# Start of ROWS
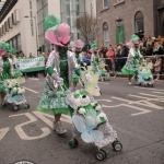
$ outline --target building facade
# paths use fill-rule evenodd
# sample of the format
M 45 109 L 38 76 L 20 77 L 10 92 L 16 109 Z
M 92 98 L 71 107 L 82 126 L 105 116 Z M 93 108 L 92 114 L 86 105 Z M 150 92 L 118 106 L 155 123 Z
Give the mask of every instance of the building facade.
M 8 42 L 16 51 L 36 56 L 36 2 L 7 0 L 0 15 L 0 40 Z
M 164 34 L 164 0 L 97 0 L 98 44 L 120 44 L 131 34 L 143 31 L 145 36 Z
M 3 3 L 2 3 L 3 2 Z M 52 45 L 45 40 L 44 20 L 52 14 L 71 26 L 71 39 L 80 38 L 75 26 L 78 16 L 96 16 L 95 0 L 2 0 L 0 9 L 0 40 L 8 42 L 25 56 L 49 51 Z

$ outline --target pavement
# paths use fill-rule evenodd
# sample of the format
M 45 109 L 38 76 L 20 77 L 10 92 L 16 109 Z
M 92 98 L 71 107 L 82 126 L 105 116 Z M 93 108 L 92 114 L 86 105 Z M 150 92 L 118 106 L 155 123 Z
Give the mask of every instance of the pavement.
M 14 112 L 12 104 L 0 109 L 0 164 L 31 161 L 35 164 L 164 164 L 164 81 L 154 87 L 129 85 L 127 78 L 110 78 L 99 82 L 103 105 L 109 124 L 117 131 L 121 152 L 112 145 L 104 148 L 108 157 L 99 162 L 97 148 L 84 143 L 70 149 L 71 117 L 62 116 L 67 134 L 52 131 L 54 116 L 36 110 L 44 90 L 45 78 L 26 79 L 25 97 L 30 109 Z M 80 87 L 80 86 L 79 86 Z

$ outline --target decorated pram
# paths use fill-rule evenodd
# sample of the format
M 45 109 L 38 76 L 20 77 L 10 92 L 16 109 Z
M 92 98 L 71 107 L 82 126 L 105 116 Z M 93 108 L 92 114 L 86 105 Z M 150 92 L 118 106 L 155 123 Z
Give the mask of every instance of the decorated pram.
M 141 86 L 154 86 L 153 75 L 151 69 L 149 68 L 149 65 L 147 63 L 140 66 L 139 68 L 138 84 Z
M 78 148 L 77 134 L 80 133 L 85 143 L 94 143 L 98 149 L 96 159 L 103 161 L 107 157 L 104 147 L 112 143 L 114 150 L 119 152 L 122 145 L 117 140 L 117 132 L 109 125 L 101 104 L 93 97 L 93 95 L 101 95 L 97 86 L 98 75 L 91 71 L 83 71 L 81 79 L 84 83 L 84 89 L 67 95 L 67 103 L 73 110 L 72 122 L 74 126 L 73 138 L 69 141 L 69 145 Z
M 92 62 L 91 65 L 92 71 L 94 73 L 98 73 L 101 81 L 109 80 L 110 78 L 109 73 L 105 69 L 105 62 L 101 59 L 98 60 L 98 62 Z
M 101 61 L 99 65 L 97 66 L 101 81 L 110 80 L 110 74 L 109 74 L 109 72 L 106 71 L 105 66 L 106 65 L 104 61 Z
M 19 81 L 19 79 L 17 79 Z M 20 78 L 20 81 L 17 82 L 14 79 L 5 80 L 3 82 L 3 86 L 5 89 L 5 96 L 2 102 L 2 104 L 5 106 L 7 104 L 13 104 L 13 109 L 16 112 L 19 110 L 20 105 L 24 105 L 24 108 L 30 108 L 30 104 L 26 103 L 26 98 L 24 96 L 25 90 L 22 89 L 19 84 L 19 82 L 23 81 Z

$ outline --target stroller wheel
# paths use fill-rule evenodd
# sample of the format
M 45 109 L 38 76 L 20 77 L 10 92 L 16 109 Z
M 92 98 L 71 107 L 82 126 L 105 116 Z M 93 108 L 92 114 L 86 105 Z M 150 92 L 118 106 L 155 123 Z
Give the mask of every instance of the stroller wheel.
M 17 112 L 19 110 L 19 106 L 15 105 L 13 109 L 14 109 L 14 112 Z
M 112 145 L 116 152 L 119 152 L 122 149 L 122 144 L 119 141 L 114 141 Z
M 96 152 L 96 159 L 98 161 L 104 161 L 106 156 L 107 156 L 107 153 L 104 150 L 99 150 L 98 152 Z
M 78 145 L 79 145 L 79 142 L 78 142 L 78 140 L 77 139 L 72 139 L 72 140 L 70 140 L 69 141 L 69 145 L 70 145 L 70 148 L 78 148 Z
M 25 108 L 25 109 L 28 109 L 30 107 L 31 107 L 30 104 L 25 104 L 25 105 L 24 105 L 24 108 Z

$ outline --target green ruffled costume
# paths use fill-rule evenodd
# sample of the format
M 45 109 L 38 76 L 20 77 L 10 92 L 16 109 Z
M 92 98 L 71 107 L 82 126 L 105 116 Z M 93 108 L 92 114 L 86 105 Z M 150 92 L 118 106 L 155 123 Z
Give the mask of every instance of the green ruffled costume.
M 63 79 L 65 91 L 69 87 L 69 78 L 68 78 L 68 60 L 67 55 L 60 55 L 60 78 Z M 52 68 L 47 69 L 48 73 L 51 75 L 54 73 Z M 44 93 L 37 110 L 47 113 L 47 114 L 69 114 L 71 113 L 71 107 L 66 103 L 67 94 L 61 91 L 59 87 L 56 93 L 54 93 L 49 84 L 45 83 Z

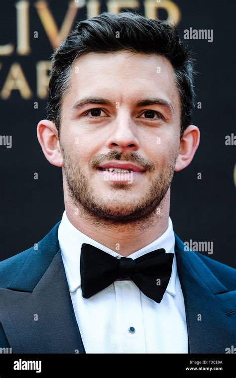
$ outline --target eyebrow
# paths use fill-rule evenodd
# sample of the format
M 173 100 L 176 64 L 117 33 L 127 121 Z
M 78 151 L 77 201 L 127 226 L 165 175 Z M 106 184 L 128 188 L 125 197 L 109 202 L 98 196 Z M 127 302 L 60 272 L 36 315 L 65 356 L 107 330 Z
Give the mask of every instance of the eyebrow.
M 103 98 L 101 97 L 85 97 L 77 101 L 72 106 L 72 110 L 78 110 L 85 105 L 89 105 L 89 104 L 100 104 L 101 105 L 108 105 L 109 106 L 112 106 L 113 105 L 112 101 L 106 98 Z M 147 106 L 150 105 L 160 105 L 166 107 L 171 115 L 173 115 L 174 112 L 171 102 L 167 100 L 158 97 L 143 98 L 136 101 L 134 105 L 136 107 Z

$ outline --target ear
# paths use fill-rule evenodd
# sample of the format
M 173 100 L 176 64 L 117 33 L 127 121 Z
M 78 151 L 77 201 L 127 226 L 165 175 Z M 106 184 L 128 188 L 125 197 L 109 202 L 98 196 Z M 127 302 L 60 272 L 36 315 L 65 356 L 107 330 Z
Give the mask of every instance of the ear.
M 37 127 L 37 136 L 46 159 L 53 165 L 63 167 L 62 155 L 55 123 L 48 119 L 40 121 Z
M 199 128 L 194 125 L 189 126 L 184 131 L 180 140 L 175 172 L 181 171 L 190 164 L 199 145 L 200 140 L 200 132 Z

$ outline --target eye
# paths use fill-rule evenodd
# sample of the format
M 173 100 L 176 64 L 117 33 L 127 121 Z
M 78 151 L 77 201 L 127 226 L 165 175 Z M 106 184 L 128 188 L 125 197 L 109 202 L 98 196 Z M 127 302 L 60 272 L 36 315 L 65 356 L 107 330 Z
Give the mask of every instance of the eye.
M 156 119 L 164 119 L 164 117 L 162 114 L 161 114 L 159 111 L 156 110 L 145 110 L 142 115 L 145 114 L 146 117 L 141 117 L 141 118 L 146 118 L 148 119 L 154 120 L 155 121 Z M 157 116 L 157 118 L 155 118 L 155 116 Z
M 106 114 L 104 110 L 101 109 L 100 107 L 95 107 L 93 109 L 90 109 L 89 110 L 87 110 L 85 113 L 85 115 L 88 115 L 89 118 L 99 118 L 101 114 L 101 112 L 103 112 Z M 89 115 L 89 113 L 91 114 L 91 115 Z

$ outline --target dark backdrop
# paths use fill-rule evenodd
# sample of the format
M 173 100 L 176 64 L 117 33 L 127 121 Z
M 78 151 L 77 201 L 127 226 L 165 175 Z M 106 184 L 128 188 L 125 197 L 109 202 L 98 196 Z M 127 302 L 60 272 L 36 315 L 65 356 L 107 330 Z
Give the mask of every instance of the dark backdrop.
M 59 29 L 68 2 L 46 2 Z M 12 136 L 11 148 L 0 146 L 0 260 L 37 243 L 61 219 L 64 210 L 61 170 L 47 162 L 36 137 L 37 123 L 46 117 L 46 98 L 40 98 L 37 93 L 36 66 L 39 61 L 49 60 L 53 47 L 34 0 L 28 2 L 30 51 L 26 55 L 17 52 L 16 9 L 21 2 L 1 2 L 0 14 L 0 45 L 14 46 L 9 55 L 0 55 L 0 134 Z M 197 102 L 201 102 L 202 108 L 196 107 L 193 121 L 200 129 L 201 140 L 190 166 L 175 174 L 170 216 L 175 231 L 183 241 L 213 242 L 213 254 L 203 253 L 236 267 L 235 146 L 226 145 L 226 136 L 235 129 L 235 7 L 229 0 L 171 2 L 181 11 L 181 38 L 185 29 L 192 27 L 213 29 L 214 40 L 186 41 L 197 60 Z M 144 14 L 143 4 L 139 4 L 138 11 Z M 106 2 L 101 2 L 100 12 L 107 10 Z M 158 14 L 164 19 L 167 16 L 164 9 Z M 85 19 L 86 14 L 86 7 L 82 6 L 75 21 Z M 14 63 L 21 68 L 32 92 L 30 98 L 22 98 L 17 90 L 3 98 L 7 75 Z M 35 101 L 37 109 L 34 108 Z M 38 180 L 34 179 L 35 173 Z M 199 173 L 201 180 L 198 179 Z

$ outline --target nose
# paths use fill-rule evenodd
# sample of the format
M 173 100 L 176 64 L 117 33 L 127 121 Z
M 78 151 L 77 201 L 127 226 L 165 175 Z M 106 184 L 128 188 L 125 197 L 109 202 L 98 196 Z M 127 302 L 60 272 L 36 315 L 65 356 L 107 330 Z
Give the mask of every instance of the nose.
M 127 112 L 118 115 L 113 123 L 110 124 L 112 131 L 107 141 L 107 147 L 123 153 L 138 150 L 138 130 Z

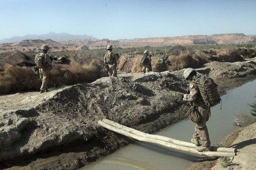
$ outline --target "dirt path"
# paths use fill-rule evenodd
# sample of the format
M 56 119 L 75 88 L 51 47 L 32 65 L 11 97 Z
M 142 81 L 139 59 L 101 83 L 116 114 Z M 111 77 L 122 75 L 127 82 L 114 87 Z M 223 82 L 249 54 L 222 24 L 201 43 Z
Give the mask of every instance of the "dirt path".
M 213 62 L 197 71 L 224 94 L 255 78 L 256 63 Z M 99 120 L 151 133 L 183 119 L 175 111 L 187 88 L 183 71 L 119 72 L 47 93 L 0 96 L 0 167 L 76 169 L 130 141 L 98 125 Z

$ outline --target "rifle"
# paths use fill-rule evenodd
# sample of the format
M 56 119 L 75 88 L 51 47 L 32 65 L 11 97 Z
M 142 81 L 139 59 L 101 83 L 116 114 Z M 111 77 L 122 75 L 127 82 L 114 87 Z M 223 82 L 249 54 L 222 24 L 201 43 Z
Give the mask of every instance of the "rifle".
M 187 90 L 187 91 L 186 94 L 189 94 L 190 92 L 190 90 L 189 90 L 189 90 Z M 184 104 L 184 105 L 183 105 L 183 107 L 182 107 L 182 108 L 181 109 L 182 111 L 183 110 L 183 109 L 184 108 L 184 106 L 185 106 L 185 105 L 186 105 L 187 102 L 187 101 L 183 101 L 183 103 Z
M 108 64 L 106 64 L 105 65 L 102 65 L 102 66 L 105 67 L 105 68 L 107 69 L 107 71 L 108 71 L 109 72 L 110 72 L 110 69 L 109 69 L 109 65 Z
M 50 57 L 50 58 L 51 58 L 51 60 L 52 61 L 52 60 L 55 60 L 57 61 L 58 60 L 58 58 L 57 58 L 57 57 L 56 56 L 54 56 L 54 57 L 52 57 L 51 56 L 49 56 Z

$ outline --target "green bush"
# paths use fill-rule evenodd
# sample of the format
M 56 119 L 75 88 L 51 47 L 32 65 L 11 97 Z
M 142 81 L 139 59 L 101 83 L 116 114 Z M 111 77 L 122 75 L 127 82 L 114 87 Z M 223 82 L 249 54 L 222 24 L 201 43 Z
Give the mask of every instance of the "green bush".
M 253 116 L 256 116 L 256 102 L 254 102 L 251 105 L 248 105 L 252 107 L 250 114 Z

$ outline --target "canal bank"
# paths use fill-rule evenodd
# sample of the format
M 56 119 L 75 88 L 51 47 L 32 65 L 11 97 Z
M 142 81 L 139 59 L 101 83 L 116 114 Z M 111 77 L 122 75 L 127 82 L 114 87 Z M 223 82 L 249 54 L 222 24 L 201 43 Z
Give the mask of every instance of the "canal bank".
M 221 92 L 255 77 L 253 61 L 211 64 L 198 71 L 213 78 Z M 97 122 L 102 118 L 150 133 L 174 124 L 185 118 L 177 111 L 187 88 L 183 75 L 182 70 L 128 74 L 125 78 L 103 78 L 68 87 L 47 93 L 50 96 L 30 92 L 0 96 L 4 103 L 0 109 L 20 109 L 5 114 L 4 118 L 25 117 L 18 120 L 30 125 L 22 131 L 19 140 L 1 149 L 1 159 L 15 159 L 2 161 L 0 167 L 74 170 L 134 142 L 100 128 Z M 28 111 L 21 110 L 31 106 Z
M 222 97 L 222 109 L 220 104 L 211 108 L 212 116 L 206 125 L 212 146 L 220 145 L 223 137 L 237 129 L 233 125 L 236 113 L 249 113 L 250 108 L 247 104 L 255 99 L 255 87 L 256 80 L 229 90 Z M 194 124 L 186 118 L 156 135 L 189 141 L 194 127 Z M 135 141 L 134 143 L 79 169 L 181 170 L 193 162 L 202 160 L 208 161 L 205 156 Z

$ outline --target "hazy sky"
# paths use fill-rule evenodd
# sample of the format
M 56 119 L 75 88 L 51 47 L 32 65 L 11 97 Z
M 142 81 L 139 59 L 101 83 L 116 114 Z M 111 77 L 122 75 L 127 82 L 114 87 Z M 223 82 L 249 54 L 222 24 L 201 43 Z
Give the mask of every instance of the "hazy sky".
M 256 34 L 256 0 L 0 0 L 0 39 L 50 31 L 99 39 Z

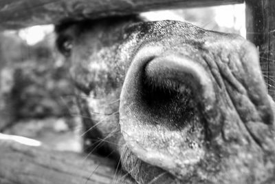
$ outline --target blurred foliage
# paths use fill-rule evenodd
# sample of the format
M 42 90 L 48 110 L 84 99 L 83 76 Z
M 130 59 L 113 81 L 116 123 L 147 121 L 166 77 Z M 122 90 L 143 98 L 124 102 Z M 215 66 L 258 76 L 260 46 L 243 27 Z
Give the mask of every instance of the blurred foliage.
M 32 46 L 16 32 L 0 40 L 0 129 L 23 119 L 70 116 L 74 88 L 54 34 Z

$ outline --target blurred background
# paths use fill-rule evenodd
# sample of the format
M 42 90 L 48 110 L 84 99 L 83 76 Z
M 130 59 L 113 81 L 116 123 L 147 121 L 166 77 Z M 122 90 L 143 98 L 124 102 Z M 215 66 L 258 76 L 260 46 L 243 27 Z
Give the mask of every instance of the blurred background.
M 141 15 L 149 21 L 188 21 L 245 37 L 243 4 Z M 81 123 L 74 86 L 54 42 L 53 25 L 0 32 L 0 133 L 34 139 L 58 150 L 80 152 Z

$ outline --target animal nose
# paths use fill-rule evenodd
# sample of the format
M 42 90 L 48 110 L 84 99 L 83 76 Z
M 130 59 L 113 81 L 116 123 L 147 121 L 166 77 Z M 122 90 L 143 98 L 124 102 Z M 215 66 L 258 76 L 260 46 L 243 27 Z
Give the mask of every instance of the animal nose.
M 122 87 L 121 131 L 143 161 L 184 175 L 188 167 L 184 165 L 204 155 L 205 120 L 200 113 L 215 110 L 214 101 L 210 76 L 203 66 L 182 55 L 144 48 L 133 60 Z M 192 139 L 188 131 L 193 131 Z M 183 167 L 175 167 L 179 165 Z

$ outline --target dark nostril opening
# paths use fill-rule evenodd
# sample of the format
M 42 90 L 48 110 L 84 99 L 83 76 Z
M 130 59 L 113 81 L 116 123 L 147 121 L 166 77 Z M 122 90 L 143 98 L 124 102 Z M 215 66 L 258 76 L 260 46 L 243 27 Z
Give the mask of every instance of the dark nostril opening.
M 141 103 L 144 111 L 155 119 L 155 123 L 164 123 L 170 128 L 182 128 L 198 114 L 193 89 L 186 77 L 185 83 L 166 79 L 150 79 L 144 74 Z

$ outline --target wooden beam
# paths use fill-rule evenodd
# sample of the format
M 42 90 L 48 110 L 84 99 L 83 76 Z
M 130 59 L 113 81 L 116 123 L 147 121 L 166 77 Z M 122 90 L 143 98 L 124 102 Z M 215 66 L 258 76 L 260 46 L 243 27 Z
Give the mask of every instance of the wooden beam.
M 0 0 L 0 29 L 17 29 L 148 10 L 243 3 L 243 0 Z
M 6 139 L 0 139 L 0 183 L 132 183 L 126 176 L 114 176 L 115 163 L 100 156 L 27 146 Z
M 275 100 L 275 1 L 246 0 L 247 39 L 260 53 L 260 64 L 268 89 Z

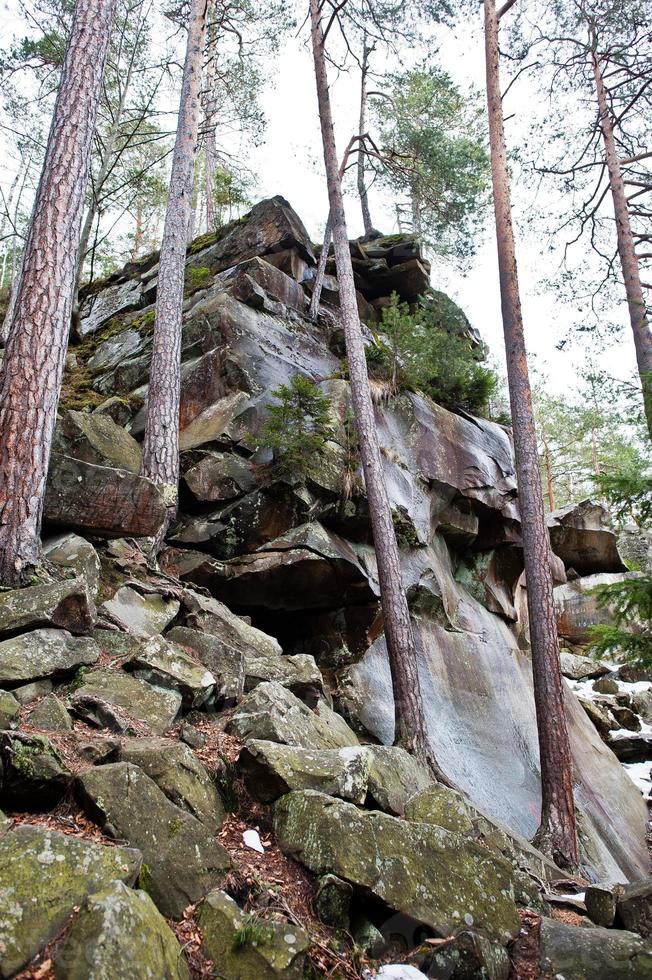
# End of ROWS
* WRITTEN INSTRUCTION *
Reproduce the lines from the one containing "outline --target pavement" to the one containing "M 14 112 L 12", inclusive.

* REPLY *
$ outline --target pavement
# paths use fill-rule evenodd
# sample of the format
M 45 109 L 38 76 L 20 77 L 10 92 L 16 109 Z
M 92 98 L 71 107 L 82 126 L 105 116 Z M 93 108 L 92 114 L 86 105 Z M 150 92 L 118 106 L 155 123 Z
Give the mask of every instance of the pavement.
M 14 112 L 12 104 L 0 109 L 0 164 L 31 161 L 35 164 L 164 164 L 164 81 L 154 87 L 129 85 L 127 78 L 110 78 L 99 82 L 103 105 L 109 124 L 117 131 L 121 152 L 112 145 L 104 148 L 108 157 L 99 162 L 97 148 L 84 143 L 70 149 L 71 117 L 62 116 L 67 134 L 52 131 L 54 116 L 36 110 L 44 90 L 45 78 L 26 79 L 25 97 L 30 109 Z M 80 87 L 80 86 L 79 86 Z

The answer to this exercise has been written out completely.